## GIVEN TEXT
[START]
Today I was reading through an article on Dev.to by Ben Greenberg about an interview coding challenge, and I got hooked and had to try it for myself. I highly recommend you read his original post before you read this so you have some background. That being said, for the lazy ones, let me give you...
Some Background
The challenge is this (copied from the original post):
Sort the characters in the following string:
abcdefghijklmnopqrstuvwxyz_
by the number of times the character appears in the following text (descending):
… [String omitted for brevity]
Now take the sorted string, and drop all the characters after (and including) the _. The remaining word is the answer.
You can find the super long string in the comments section of his post (where I asked for it ðŸ˜) if you want to try it yourself. You should! And share your solution! Anyways, on with the story.
My Solution (Part 1)
If it's not abundantly clear, I'm about to share my solution. If you want to work it out for yourself without spoilers, go ahead and stop reading until you're done. I won't write anymore until you're finished. 😄
Finished? Great! ONWARD.
I decided to use Ruby because Ruby is fun and great. Initially, I just wanted to knock out the first solution I could think of -- regardless of how inefficient or slow it was -- and come back to clean it up after.
# I stored the huge string in a separate file called
# `blob.txt` so as to not clutter my main script
blob = File.read('blob.txt')
letters = 'abcdefghijklmnopqrstuvwxyz_'.chars
def naive_message(letters, blob)
letters
.sort_by { |letter| blob.count(letter) }
.reverse # to get desc. order
.join
.split('_')
.first
end
puts naive_message(letters, blob)
[END]
Rewrite the Ruby coding challenge post from the words "You can find" through "Finished? Great! ONWARD.", substituting "hints" for "spoilers".

## DATA SHOWN
[START]
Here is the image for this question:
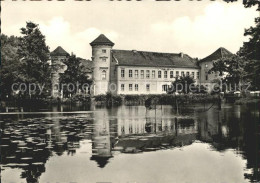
[END]
## RESULT
You can find the super long string in the comments section of his post (where I asked for it ðŸ˜) if you want to try it yourself. You should! And share your solution! Anyways, on with the story.
My Solution (Part 1)
If it's not abundantly clear, I'm about to share my solution. If you want to work it out for yourself without hints, go ahead and stop reading until you're done. I won't write anymore until you're finished. 😄
Finished? Great! ONWARD.